Problem statement:
Count how many lines in the items below contain the string "green", treating uppercase and lowercase as different. Reply with the number alone.

Recorded data:

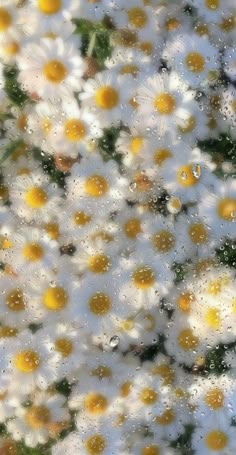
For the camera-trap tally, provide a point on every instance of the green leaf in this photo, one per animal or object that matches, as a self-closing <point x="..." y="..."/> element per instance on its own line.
<point x="12" y="87"/>
<point x="10" y="150"/>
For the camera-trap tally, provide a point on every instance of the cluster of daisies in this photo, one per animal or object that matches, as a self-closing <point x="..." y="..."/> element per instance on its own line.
<point x="117" y="317"/>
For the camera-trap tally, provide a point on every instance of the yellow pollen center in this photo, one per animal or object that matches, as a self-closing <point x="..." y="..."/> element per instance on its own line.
<point x="163" y="241"/>
<point x="226" y="209"/>
<point x="187" y="340"/>
<point x="198" y="233"/>
<point x="214" y="398"/>
<point x="95" y="403"/>
<point x="125" y="389"/>
<point x="136" y="144"/>
<point x="52" y="230"/>
<point x="166" y="418"/>
<point x="184" y="301"/>
<point x="15" y="300"/>
<point x="188" y="126"/>
<point x="80" y="218"/>
<point x="64" y="346"/>
<point x="5" y="19"/>
<point x="75" y="130"/>
<point x="212" y="318"/>
<point x="27" y="361"/>
<point x="132" y="228"/>
<point x="216" y="440"/>
<point x="143" y="277"/>
<point x="137" y="17"/>
<point x="172" y="24"/>
<point x="148" y="396"/>
<point x="99" y="304"/>
<point x="195" y="62"/>
<point x="185" y="176"/>
<point x="55" y="71"/>
<point x="101" y="371"/>
<point x="106" y="97"/>
<point x="99" y="263"/>
<point x="36" y="197"/>
<point x="96" y="186"/>
<point x="164" y="103"/>
<point x="212" y="4"/>
<point x="150" y="450"/>
<point x="161" y="155"/>
<point x="33" y="252"/>
<point x="37" y="417"/>
<point x="95" y="445"/>
<point x="55" y="298"/>
<point x="49" y="6"/>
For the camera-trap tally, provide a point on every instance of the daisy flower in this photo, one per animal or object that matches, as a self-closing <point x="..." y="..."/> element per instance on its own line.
<point x="218" y="208"/>
<point x="52" y="69"/>
<point x="165" y="101"/>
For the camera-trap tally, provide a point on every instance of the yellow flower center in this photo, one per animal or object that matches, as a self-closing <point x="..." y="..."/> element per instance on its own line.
<point x="172" y="24"/>
<point x="130" y="69"/>
<point x="212" y="4"/>
<point x="75" y="130"/>
<point x="15" y="300"/>
<point x="99" y="304"/>
<point x="188" y="126"/>
<point x="55" y="298"/>
<point x="165" y="372"/>
<point x="163" y="241"/>
<point x="143" y="277"/>
<point x="32" y="252"/>
<point x="137" y="17"/>
<point x="107" y="97"/>
<point x="27" y="361"/>
<point x="96" y="185"/>
<point x="49" y="6"/>
<point x="36" y="197"/>
<point x="166" y="418"/>
<point x="150" y="450"/>
<point x="95" y="445"/>
<point x="136" y="144"/>
<point x="148" y="396"/>
<point x="216" y="440"/>
<point x="80" y="218"/>
<point x="184" y="301"/>
<point x="55" y="71"/>
<point x="8" y="447"/>
<point x="5" y="19"/>
<point x="195" y="62"/>
<point x="226" y="209"/>
<point x="164" y="103"/>
<point x="187" y="340"/>
<point x="161" y="155"/>
<point x="101" y="371"/>
<point x="132" y="228"/>
<point x="12" y="48"/>
<point x="37" y="417"/>
<point x="125" y="389"/>
<point x="99" y="263"/>
<point x="7" y="332"/>
<point x="212" y="318"/>
<point x="52" y="230"/>
<point x="185" y="176"/>
<point x="198" y="233"/>
<point x="214" y="398"/>
<point x="95" y="403"/>
<point x="64" y="346"/>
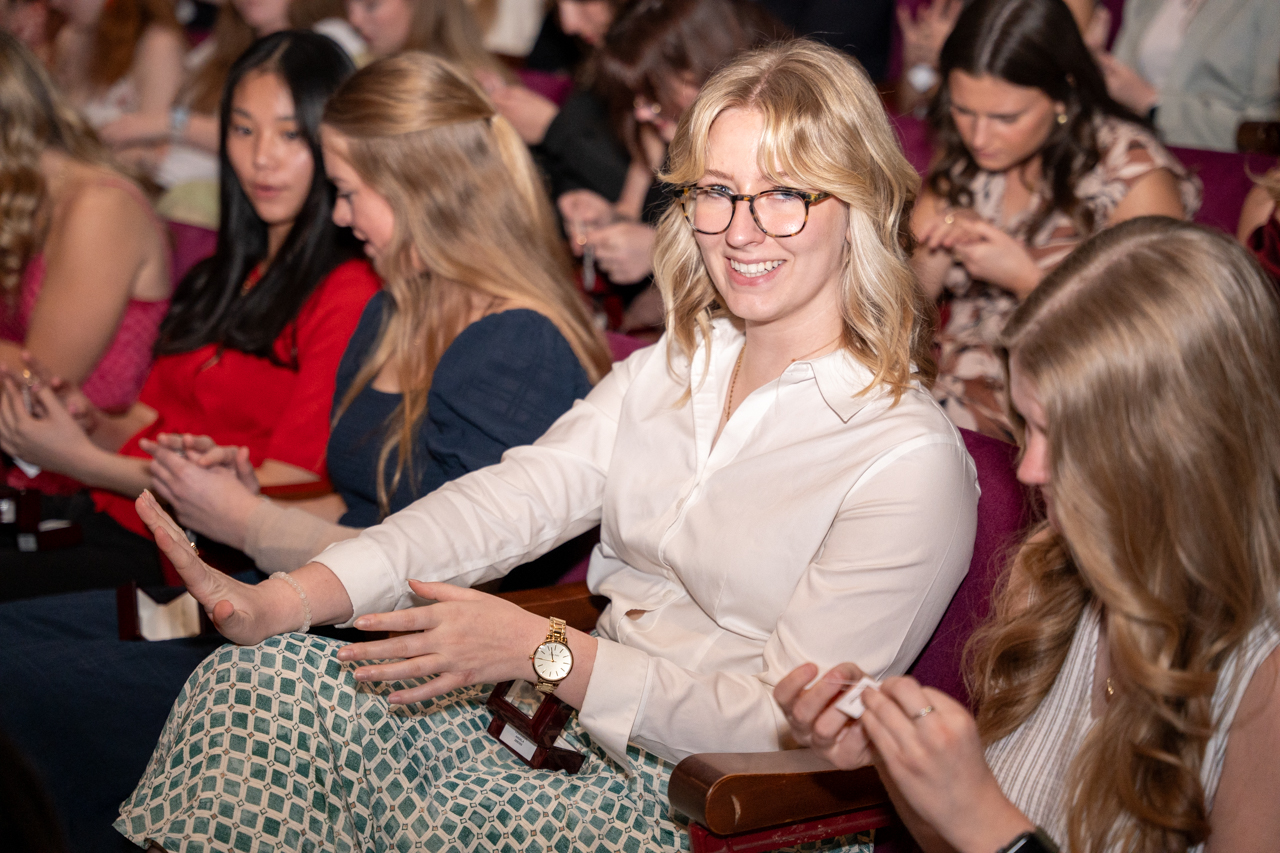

Finished answer:
1